> Consignes
**a.** D'après l'article sur la supernova, à quelle distance se trouve la galaxie naine qui abrite VT J1210+4956 ?
**b.** Rédigez la suite de l'article sur la supernova en reprenant juste après sa dernière phrase.

> Texte fourni
..........
Une explosion de supernova par effondrement de coeur arrive lorsqu'une étoile massive ne parvient plus à fusionner la matière qui forme son coeur, notamment le fer. Mais la théorie prédit que la fusion du coeur pourrait aussi s'arrêter avant, si le coeur est fortement perturbé par un événement extérieur, comme une collision avec une étoile à neutrons ou un trou noir. Cette situation rare vient d'être probablement identifiée par une série d'indices concordants. L'étude est publiée cette semaine dans Science.
Tout a commencé avec l'observation d'une émission transitoire en ondes radio qui a été trouvée par Dillon Dong (Caltech) et ses collaborateurs dans un relevé du VLA datant de 2017, alors que cette source radio n'existe pas dans les relevés antérieurs entre 2003 et 2015. Cette source est nommée VT J1210+4956 et se trouve dans une galaxie naine d'un peu moins de 10 milliards de masses solaires qui se situe à 475 millions d'années-lumière. L'analyse de cette émission radio soudain visible montre, via ses raies spectroscopiques particulièrement élargies, des caractéristiques de mouvement d'expansion, qui sont cohérentes avec l'interaction d'un éjecta d'étoile avec une dense coquille de gaz l'entourant. Les chercheurs montrent que cette grosse coquille de matière a dû être éjectée il y a plusieurs siècles.
Dong et ses collaborateurs ont alors recherché dans de nombreuses archives de relevés à différentes longueurs d'ondes (en visible, en rayons X et en rayons gamma) si il n'y aurait pas eu un autre phénomène transitoire au même endroit que VT J1210+4956. Et bingo!
Ils ont trouvé qu'il y avait eu un sursaut de rayons X de type GRB exactement à cette position le 14 août 2014, détecté par le MAXI (Monitor of All Sky X-ray Image), qui est un petit détecteur de sursauts X et gamma implanté sur l'ISS. GRB140814A a été détecté à la fois entre 2 et 4 keV et entre 4 keV et 10 keV dans une fenêtre de 15 secondes.
..........
(Enregistrements de pointage)
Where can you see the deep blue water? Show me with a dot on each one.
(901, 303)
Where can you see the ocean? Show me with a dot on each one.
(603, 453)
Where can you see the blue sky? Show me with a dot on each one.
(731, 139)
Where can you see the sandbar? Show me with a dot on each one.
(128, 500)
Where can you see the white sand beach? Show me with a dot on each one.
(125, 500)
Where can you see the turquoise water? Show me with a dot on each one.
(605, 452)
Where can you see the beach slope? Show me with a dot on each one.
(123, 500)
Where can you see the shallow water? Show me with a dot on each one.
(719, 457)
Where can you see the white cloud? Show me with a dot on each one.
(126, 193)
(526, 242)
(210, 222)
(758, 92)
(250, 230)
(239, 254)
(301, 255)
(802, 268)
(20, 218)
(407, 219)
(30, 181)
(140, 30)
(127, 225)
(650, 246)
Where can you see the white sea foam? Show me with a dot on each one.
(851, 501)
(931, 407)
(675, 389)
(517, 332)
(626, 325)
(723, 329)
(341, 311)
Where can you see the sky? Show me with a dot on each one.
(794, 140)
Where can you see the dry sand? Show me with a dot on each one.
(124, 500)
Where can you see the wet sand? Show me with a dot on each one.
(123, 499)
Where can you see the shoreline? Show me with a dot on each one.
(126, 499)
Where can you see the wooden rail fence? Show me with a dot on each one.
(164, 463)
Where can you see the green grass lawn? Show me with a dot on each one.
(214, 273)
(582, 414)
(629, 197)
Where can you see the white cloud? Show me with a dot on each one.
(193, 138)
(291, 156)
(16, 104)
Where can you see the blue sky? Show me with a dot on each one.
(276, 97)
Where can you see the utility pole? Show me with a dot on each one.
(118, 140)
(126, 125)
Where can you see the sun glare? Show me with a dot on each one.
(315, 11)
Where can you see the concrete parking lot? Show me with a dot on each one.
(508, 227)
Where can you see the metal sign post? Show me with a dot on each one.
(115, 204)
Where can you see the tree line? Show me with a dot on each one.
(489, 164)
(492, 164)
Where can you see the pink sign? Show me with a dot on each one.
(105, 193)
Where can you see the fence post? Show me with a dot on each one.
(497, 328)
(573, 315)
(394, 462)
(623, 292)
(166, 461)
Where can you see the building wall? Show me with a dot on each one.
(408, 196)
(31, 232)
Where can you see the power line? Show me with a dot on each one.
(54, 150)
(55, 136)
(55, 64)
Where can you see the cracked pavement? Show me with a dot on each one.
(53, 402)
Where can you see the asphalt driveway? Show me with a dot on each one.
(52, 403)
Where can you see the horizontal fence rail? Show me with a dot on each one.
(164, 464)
..........
> Réponses aux consignes
**a.** Elle se trouve à 475 millions d'années-lumière.

**b.**
Pour Dong et ses collègues, l'apparition d'un bref sursaut de rayons X en 2014 permet de faire le lien avec le signal radio transitoire détecté 3 ans plus tard. L'éjecta en expansion qui vient de rencontrer la grosse coquille de gaz à l'origine du transitoire radio et le flash de rayons X auraient la même origine : une supernova datant de 2014. Mais la durée et l'énergie de l'explosion ne correspondent pas tout à fait à ce que l'on observe habituellement dans les supernovas de type II. Et comment expliquer la grosse coquille de gaz qui entourait cette supernova et qui aurait été expulsée quelques centaines d'années avant l'explosion ? Les étoiles massives en fin de vie éjectent une partie de leur enveloppe à la fin de leur vie mais la quantité de matière de cette coquille est bien trop importante pour être expliquée par ce processus.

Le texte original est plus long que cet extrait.